Provided information Block Start
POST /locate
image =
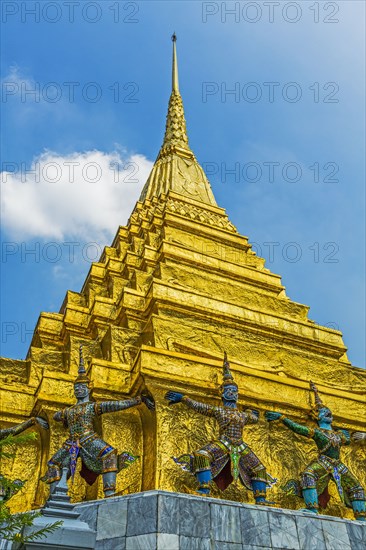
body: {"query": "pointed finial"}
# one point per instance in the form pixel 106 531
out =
pixel 81 369
pixel 82 377
pixel 175 82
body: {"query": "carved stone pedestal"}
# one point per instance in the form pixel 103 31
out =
pixel 159 520
pixel 74 534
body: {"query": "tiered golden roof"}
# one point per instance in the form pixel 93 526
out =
pixel 178 286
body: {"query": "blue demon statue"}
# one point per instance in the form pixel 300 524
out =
pixel 228 457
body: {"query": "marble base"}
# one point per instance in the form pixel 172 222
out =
pixel 159 520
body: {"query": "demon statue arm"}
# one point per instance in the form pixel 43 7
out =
pixel 314 480
pixel 359 437
pixel 114 406
pixel 19 428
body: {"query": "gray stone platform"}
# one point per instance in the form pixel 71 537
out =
pixel 159 520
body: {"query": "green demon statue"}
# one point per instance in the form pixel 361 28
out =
pixel 228 457
pixel 97 456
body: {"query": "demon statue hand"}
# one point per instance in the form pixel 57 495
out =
pixel 227 458
pixel 5 491
pixel 313 486
pixel 97 456
pixel 19 428
pixel 359 437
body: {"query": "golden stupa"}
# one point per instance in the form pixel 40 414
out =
pixel 177 287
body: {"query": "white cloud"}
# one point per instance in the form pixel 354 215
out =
pixel 84 195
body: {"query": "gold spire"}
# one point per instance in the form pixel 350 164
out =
pixel 176 131
pixel 175 80
pixel 176 167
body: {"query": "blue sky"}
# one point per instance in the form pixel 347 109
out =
pixel 284 151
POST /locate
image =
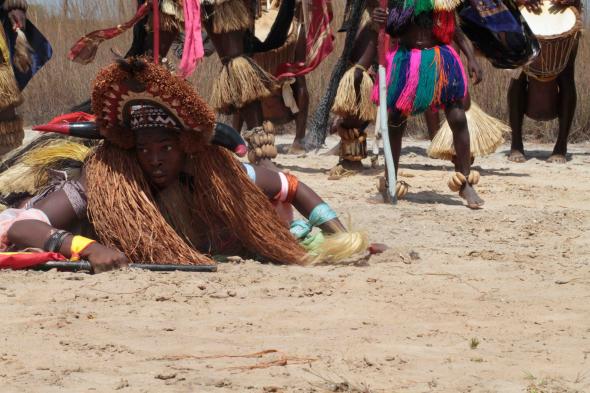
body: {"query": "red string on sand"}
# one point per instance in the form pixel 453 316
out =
pixel 156 29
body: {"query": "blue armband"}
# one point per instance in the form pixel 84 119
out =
pixel 251 172
pixel 321 214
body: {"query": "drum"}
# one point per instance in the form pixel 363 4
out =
pixel 508 45
pixel 557 29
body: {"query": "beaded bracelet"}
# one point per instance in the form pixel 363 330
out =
pixel 55 240
pixel 321 214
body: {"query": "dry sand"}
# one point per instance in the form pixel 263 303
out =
pixel 513 278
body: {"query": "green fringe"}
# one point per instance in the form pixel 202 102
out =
pixel 427 82
pixel 423 6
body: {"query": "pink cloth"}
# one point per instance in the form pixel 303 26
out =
pixel 406 99
pixel 388 65
pixel 193 41
pixel 9 216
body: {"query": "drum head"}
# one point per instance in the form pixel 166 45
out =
pixel 552 20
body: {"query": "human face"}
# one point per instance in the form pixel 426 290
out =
pixel 160 155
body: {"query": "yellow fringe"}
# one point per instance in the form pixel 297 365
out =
pixel 341 246
pixel 485 134
pixel 240 82
pixel 16 179
pixel 29 174
pixel 270 60
pixel 348 103
pixel 232 15
pixel 39 159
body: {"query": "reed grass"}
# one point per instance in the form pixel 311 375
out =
pixel 62 84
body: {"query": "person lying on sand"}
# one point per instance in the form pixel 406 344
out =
pixel 426 72
pixel 156 191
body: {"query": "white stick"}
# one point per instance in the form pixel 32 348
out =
pixel 385 132
pixel 305 10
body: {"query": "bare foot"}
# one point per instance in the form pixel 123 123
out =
pixel 296 147
pixel 557 159
pixel 473 200
pixel 516 156
pixel 338 172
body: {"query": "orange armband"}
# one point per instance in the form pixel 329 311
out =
pixel 79 244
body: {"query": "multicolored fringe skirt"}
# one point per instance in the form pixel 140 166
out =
pixel 419 79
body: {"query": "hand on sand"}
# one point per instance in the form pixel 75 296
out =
pixel 103 258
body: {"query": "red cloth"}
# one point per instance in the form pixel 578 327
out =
pixel 85 49
pixel 24 260
pixel 444 25
pixel 73 117
pixel 320 42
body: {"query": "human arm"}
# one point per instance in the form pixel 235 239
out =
pixel 473 66
pixel 61 215
pixel 301 196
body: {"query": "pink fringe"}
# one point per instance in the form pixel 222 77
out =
pixel 405 103
pixel 460 63
pixel 193 43
pixel 388 64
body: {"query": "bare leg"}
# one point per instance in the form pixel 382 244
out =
pixel 237 122
pixel 252 115
pixel 567 109
pixel 458 123
pixel 301 95
pixel 397 126
pixel 432 118
pixel 517 99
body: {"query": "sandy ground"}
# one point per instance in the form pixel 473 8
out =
pixel 496 300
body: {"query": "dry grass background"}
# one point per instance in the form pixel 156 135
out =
pixel 61 83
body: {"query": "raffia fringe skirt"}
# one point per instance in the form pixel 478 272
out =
pixel 350 104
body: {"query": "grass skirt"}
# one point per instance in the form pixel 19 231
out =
pixel 350 104
pixel 422 79
pixel 240 82
pixel 486 134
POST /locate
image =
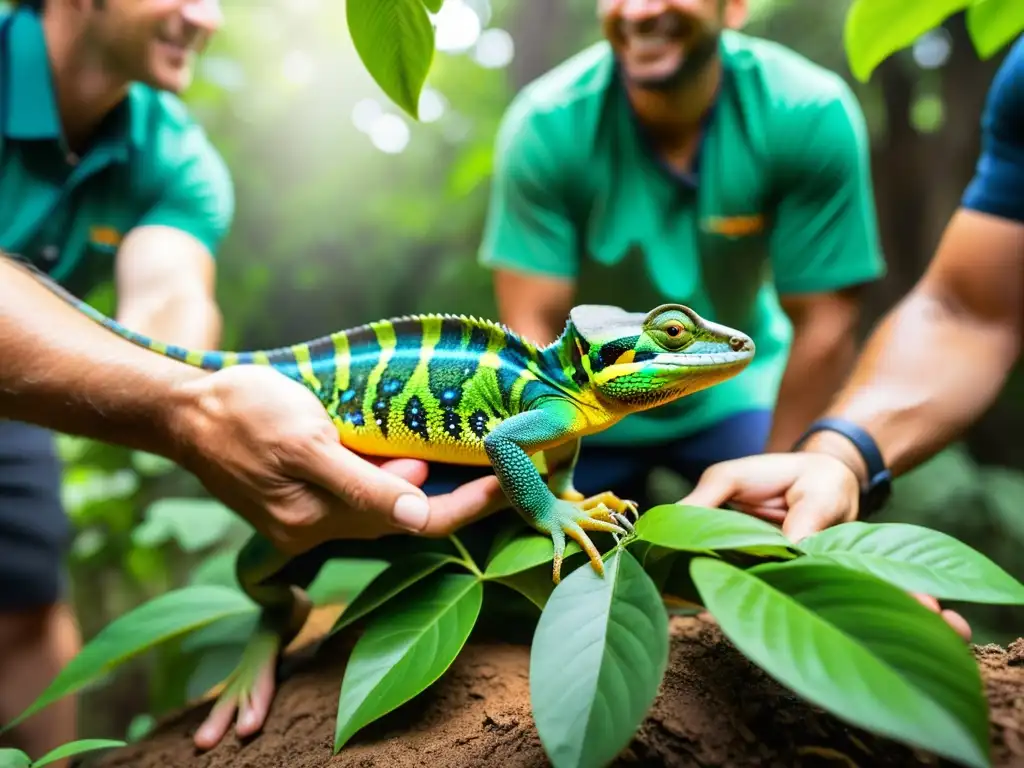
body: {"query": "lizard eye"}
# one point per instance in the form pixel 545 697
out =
pixel 673 335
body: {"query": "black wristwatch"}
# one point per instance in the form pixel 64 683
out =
pixel 879 487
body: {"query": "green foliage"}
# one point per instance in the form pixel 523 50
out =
pixel 710 529
pixel 894 667
pixel 877 29
pixel 916 559
pixel 395 41
pixel 598 656
pixel 407 647
pixel 17 759
pixel 829 619
pixel 194 523
pixel 158 621
pixel 395 579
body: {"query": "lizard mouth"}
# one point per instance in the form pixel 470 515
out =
pixel 712 359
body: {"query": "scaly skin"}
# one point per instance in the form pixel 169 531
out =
pixel 462 390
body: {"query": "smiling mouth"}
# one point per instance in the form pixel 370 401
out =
pixel 662 30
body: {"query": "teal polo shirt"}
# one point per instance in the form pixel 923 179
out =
pixel 151 164
pixel 780 203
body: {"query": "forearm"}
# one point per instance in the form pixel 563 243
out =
pixel 925 375
pixel 62 371
pixel 819 363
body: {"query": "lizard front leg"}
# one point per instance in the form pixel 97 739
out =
pixel 561 462
pixel 508 449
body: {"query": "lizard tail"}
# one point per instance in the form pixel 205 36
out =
pixel 207 359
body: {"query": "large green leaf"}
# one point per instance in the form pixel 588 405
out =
pixel 76 748
pixel 406 647
pixel 194 523
pixel 877 29
pixel 855 645
pixel 11 758
pixel 992 24
pixel 158 621
pixel 597 659
pixel 340 581
pixel 918 559
pixel 704 529
pixel 395 41
pixel 399 576
pixel 523 552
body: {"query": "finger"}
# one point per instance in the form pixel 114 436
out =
pixel 215 725
pixel 363 486
pixel 254 712
pixel 960 625
pixel 411 470
pixel 771 514
pixel 468 503
pixel 954 620
pixel 713 489
pixel 809 515
pixel 755 479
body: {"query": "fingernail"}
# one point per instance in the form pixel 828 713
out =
pixel 411 512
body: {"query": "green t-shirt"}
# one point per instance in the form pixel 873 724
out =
pixel 780 203
pixel 152 164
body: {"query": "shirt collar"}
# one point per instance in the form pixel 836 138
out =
pixel 31 107
pixel 28 94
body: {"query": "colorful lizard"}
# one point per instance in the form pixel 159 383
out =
pixel 458 389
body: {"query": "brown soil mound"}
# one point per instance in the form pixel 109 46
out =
pixel 715 709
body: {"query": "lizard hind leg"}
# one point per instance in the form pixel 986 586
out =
pixel 249 689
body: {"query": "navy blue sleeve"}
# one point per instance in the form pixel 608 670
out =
pixel 997 186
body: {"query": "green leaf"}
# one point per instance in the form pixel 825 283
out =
pixel 406 648
pixel 597 659
pixel 395 41
pixel 916 559
pixel 10 758
pixel 704 529
pixel 523 552
pixel 398 577
pixel 194 523
pixel 877 29
pixel 992 24
pixel 855 645
pixel 340 580
pixel 158 621
pixel 76 748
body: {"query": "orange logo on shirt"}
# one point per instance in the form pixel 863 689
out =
pixel 104 236
pixel 735 226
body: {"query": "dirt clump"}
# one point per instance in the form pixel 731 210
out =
pixel 715 709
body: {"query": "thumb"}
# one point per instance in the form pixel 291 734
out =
pixel 713 489
pixel 805 518
pixel 365 486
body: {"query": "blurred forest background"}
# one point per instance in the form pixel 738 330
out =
pixel 347 211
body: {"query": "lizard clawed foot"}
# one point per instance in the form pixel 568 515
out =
pixel 249 690
pixel 573 520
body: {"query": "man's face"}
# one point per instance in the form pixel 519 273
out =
pixel 665 43
pixel 153 41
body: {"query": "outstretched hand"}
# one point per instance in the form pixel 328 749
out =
pixel 264 445
pixel 804 493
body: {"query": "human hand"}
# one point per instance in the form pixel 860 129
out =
pixel 264 445
pixel 803 492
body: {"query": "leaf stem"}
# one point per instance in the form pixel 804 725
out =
pixel 467 560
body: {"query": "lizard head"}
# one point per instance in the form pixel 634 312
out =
pixel 636 360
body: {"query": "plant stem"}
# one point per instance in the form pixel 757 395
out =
pixel 467 560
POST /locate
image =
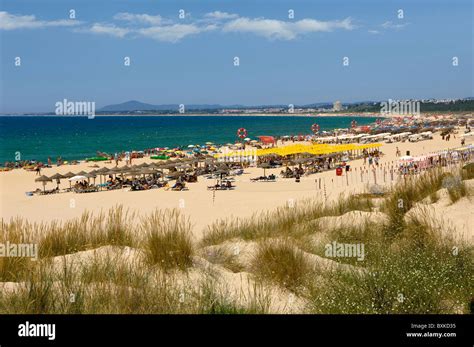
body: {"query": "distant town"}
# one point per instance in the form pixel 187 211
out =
pixel 426 105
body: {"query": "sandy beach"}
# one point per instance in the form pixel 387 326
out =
pixel 200 205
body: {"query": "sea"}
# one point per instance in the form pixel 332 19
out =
pixel 76 138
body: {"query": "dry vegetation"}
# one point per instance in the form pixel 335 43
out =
pixel 107 264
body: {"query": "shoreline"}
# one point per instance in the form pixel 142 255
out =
pixel 303 115
pixel 200 204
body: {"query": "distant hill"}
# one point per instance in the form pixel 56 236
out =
pixel 137 107
pixel 134 105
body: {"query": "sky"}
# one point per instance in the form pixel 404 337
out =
pixel 184 52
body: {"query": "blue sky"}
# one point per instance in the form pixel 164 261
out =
pixel 191 61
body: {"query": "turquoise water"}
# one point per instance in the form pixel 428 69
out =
pixel 37 137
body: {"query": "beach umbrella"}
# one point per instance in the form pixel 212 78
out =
pixel 43 179
pixel 406 158
pixel 57 177
pixel 77 178
pixel 69 175
pixel 264 166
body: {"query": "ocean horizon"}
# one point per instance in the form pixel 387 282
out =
pixel 37 137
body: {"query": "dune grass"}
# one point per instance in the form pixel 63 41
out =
pixel 280 262
pixel 225 257
pixel 282 222
pixel 88 232
pixel 168 241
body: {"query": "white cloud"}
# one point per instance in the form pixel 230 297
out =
pixel 139 18
pixel 221 15
pixel 108 29
pixel 284 30
pixel 11 22
pixel 391 25
pixel 173 33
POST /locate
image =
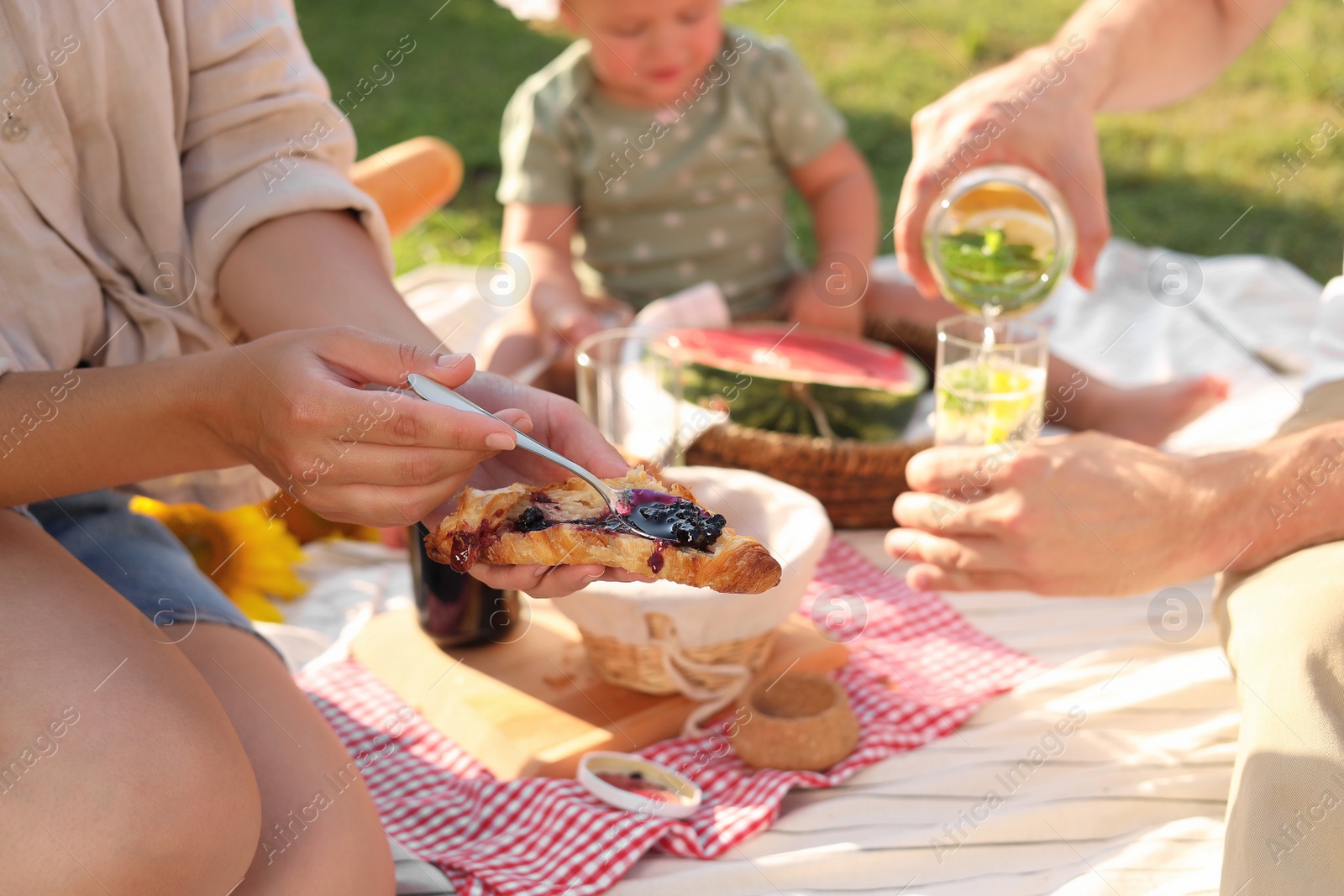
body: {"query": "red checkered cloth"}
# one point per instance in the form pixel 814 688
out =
pixel 917 672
Provided information Block End
▸ **Exercise aim**:
If a line in the entries includes the word "golden", copy that line out.

▸ **Response**:
body: {"query": "tiered golden roof"}
body: {"query": "golden stupa"}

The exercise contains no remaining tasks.